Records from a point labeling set
-*-*-
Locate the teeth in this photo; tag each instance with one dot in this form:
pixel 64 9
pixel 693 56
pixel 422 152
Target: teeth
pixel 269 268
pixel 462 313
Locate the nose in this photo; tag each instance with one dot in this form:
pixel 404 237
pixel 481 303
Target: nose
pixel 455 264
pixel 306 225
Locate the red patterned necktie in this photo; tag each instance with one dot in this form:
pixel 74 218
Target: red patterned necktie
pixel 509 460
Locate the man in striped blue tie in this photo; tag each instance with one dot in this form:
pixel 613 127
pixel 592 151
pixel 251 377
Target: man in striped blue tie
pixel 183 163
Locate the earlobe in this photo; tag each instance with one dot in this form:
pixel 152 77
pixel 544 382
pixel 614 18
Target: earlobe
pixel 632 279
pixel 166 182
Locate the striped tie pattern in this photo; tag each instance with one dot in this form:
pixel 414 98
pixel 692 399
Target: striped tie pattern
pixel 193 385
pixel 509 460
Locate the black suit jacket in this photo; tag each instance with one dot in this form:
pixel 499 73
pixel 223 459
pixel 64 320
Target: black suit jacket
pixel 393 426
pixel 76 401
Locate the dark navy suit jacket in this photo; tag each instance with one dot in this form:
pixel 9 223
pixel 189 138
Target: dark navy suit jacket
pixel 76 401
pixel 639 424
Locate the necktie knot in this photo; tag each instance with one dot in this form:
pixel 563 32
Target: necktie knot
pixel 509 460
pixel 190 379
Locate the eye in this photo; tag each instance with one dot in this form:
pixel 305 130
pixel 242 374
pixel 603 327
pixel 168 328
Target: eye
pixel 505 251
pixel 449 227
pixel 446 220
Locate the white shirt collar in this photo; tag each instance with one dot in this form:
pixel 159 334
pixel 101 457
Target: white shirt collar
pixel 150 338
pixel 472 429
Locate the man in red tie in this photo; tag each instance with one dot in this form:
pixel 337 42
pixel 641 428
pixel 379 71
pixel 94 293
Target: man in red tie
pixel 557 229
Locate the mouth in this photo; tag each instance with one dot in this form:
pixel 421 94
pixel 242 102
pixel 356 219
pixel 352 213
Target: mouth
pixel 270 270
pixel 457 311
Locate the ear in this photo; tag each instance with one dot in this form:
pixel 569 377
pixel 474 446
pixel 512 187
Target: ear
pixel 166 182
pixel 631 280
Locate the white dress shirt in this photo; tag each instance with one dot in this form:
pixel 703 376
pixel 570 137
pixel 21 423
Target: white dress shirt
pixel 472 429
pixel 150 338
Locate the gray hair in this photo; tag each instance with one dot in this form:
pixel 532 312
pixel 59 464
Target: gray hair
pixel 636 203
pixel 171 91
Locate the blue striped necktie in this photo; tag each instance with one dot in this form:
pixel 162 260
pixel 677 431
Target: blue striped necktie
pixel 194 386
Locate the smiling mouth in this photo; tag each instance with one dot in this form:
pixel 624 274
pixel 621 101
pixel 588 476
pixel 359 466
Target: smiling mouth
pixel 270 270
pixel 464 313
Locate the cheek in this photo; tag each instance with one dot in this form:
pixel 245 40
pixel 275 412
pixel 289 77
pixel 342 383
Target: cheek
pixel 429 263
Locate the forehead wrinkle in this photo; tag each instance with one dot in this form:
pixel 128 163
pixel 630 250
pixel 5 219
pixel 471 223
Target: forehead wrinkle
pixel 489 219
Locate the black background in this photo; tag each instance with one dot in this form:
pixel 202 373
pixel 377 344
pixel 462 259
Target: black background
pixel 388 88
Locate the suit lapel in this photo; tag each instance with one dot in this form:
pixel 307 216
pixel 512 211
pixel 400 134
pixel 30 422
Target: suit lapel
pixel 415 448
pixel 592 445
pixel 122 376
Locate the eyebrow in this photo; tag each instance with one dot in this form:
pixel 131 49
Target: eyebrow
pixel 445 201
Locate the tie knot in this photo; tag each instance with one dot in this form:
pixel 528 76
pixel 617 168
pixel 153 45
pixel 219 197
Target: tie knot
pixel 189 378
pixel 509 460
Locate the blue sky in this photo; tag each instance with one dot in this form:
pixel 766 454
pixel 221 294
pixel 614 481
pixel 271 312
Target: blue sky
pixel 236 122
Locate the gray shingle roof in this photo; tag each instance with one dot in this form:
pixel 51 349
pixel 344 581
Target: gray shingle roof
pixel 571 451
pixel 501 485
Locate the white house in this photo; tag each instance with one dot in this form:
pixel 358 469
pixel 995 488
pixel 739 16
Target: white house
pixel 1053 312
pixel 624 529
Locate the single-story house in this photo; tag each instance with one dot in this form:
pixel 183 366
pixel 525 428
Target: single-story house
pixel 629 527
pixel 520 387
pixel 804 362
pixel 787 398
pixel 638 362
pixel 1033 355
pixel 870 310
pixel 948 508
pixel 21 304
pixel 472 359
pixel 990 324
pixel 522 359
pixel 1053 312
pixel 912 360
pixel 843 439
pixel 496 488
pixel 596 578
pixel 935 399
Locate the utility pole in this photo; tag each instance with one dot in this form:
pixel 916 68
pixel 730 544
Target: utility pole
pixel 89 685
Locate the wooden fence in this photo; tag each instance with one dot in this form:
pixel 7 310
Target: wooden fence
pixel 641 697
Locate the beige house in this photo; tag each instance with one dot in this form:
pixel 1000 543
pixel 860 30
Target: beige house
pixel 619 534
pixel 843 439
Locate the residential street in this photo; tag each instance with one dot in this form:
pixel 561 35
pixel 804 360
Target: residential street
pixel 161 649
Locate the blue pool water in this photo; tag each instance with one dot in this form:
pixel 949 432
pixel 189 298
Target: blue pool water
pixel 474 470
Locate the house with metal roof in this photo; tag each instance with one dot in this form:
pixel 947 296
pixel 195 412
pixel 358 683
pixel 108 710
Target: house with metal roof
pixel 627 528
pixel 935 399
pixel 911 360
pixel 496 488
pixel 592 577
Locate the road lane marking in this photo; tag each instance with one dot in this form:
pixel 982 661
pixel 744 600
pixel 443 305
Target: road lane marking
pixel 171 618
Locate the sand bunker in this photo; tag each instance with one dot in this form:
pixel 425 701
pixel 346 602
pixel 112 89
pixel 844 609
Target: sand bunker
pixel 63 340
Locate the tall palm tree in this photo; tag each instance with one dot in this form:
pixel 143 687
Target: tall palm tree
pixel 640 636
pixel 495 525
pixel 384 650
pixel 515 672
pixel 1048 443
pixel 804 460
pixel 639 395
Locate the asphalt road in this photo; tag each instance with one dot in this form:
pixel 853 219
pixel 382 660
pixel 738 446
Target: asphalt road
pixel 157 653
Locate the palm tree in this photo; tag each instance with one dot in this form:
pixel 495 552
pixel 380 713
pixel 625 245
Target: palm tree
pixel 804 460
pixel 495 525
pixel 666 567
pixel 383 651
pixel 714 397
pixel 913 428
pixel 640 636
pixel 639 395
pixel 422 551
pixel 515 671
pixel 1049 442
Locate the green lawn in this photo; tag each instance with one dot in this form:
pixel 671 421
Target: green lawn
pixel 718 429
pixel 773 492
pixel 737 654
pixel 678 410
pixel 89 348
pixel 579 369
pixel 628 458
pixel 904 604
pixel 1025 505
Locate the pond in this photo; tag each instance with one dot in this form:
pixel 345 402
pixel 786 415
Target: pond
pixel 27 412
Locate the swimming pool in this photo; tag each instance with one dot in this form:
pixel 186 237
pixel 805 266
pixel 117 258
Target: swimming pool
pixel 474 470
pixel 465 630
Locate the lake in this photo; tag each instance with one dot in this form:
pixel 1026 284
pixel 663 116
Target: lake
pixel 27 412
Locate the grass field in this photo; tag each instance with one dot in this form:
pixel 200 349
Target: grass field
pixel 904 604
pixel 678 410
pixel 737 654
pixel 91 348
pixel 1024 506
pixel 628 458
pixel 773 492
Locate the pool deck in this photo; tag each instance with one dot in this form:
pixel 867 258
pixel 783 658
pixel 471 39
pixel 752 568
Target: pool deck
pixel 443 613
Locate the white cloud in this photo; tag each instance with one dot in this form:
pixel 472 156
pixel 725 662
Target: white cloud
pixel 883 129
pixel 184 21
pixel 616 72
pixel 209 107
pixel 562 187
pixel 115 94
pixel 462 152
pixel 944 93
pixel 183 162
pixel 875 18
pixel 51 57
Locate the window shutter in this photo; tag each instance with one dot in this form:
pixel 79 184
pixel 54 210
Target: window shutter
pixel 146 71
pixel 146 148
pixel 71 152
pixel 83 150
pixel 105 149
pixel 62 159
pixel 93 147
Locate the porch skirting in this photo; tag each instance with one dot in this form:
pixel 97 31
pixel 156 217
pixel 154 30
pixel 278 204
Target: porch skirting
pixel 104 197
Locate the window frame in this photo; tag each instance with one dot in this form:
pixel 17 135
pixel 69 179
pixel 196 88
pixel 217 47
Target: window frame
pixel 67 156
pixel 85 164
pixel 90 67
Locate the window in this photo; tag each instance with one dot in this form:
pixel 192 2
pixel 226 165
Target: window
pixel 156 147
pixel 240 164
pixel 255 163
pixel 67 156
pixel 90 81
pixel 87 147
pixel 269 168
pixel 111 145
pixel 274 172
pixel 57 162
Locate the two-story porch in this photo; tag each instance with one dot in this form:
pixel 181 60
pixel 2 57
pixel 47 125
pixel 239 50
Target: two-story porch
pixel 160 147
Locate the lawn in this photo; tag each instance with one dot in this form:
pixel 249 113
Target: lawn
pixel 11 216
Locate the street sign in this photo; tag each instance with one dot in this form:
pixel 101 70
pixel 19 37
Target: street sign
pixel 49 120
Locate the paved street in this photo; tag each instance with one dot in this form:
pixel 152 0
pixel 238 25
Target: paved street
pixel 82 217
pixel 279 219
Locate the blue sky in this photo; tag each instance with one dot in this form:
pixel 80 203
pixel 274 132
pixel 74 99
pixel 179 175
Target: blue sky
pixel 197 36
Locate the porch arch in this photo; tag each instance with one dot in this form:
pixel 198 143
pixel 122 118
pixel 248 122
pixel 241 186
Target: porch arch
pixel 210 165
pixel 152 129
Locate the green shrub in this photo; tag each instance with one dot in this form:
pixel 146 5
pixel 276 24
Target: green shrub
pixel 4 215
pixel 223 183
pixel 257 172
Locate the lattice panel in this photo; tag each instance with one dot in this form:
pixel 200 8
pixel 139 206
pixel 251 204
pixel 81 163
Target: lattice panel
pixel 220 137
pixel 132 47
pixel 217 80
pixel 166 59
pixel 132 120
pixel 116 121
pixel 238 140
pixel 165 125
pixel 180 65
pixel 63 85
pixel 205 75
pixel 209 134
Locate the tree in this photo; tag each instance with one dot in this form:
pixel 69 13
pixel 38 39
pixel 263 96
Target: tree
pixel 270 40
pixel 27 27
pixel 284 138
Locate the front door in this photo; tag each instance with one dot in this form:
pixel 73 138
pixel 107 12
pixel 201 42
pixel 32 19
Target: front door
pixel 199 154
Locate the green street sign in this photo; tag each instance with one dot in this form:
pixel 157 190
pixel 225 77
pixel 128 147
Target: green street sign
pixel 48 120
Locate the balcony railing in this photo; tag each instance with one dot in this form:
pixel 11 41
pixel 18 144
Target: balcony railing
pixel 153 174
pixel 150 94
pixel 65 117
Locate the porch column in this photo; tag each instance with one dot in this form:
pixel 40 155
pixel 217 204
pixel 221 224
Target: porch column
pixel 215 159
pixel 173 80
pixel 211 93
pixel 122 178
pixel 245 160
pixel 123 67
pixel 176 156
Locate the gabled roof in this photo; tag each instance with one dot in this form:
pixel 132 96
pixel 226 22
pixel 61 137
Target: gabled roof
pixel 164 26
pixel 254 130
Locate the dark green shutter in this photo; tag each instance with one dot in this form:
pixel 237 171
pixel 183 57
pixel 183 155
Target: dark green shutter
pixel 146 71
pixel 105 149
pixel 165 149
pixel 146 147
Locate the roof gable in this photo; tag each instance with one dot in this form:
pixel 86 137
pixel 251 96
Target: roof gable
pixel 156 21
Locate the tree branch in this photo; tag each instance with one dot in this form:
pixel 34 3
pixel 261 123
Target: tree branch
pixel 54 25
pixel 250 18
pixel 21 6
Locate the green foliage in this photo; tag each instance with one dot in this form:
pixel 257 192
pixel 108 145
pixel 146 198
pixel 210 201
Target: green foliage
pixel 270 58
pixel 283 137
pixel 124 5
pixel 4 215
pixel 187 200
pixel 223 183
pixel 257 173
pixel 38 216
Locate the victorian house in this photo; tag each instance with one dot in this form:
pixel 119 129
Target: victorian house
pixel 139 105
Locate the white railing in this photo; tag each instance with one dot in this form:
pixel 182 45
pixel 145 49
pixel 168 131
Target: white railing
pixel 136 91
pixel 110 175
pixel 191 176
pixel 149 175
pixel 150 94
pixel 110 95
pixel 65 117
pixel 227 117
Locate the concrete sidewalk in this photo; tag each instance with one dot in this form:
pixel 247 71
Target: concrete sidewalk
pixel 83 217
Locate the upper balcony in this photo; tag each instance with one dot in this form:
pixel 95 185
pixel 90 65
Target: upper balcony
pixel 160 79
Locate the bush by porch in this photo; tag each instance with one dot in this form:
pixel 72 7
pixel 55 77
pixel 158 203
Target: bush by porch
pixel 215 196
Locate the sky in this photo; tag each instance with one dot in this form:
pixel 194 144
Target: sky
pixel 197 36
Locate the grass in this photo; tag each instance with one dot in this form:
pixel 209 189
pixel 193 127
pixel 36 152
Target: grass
-*-*-
*What needs to be done*. Update everything from the line containing "Locate the suit" down to the line containing "pixel 122 376", replacing "suit lapel" with "jacket lapel" and keeping everything else unchanged.

*Exercise output*.
Locate the jacket lapel in this photo; tag each instance with one dot in this form:
pixel 307 216
pixel 512 211
pixel 400 134
pixel 30 422
Target: jacket lapel
pixel 415 448
pixel 592 445
pixel 122 376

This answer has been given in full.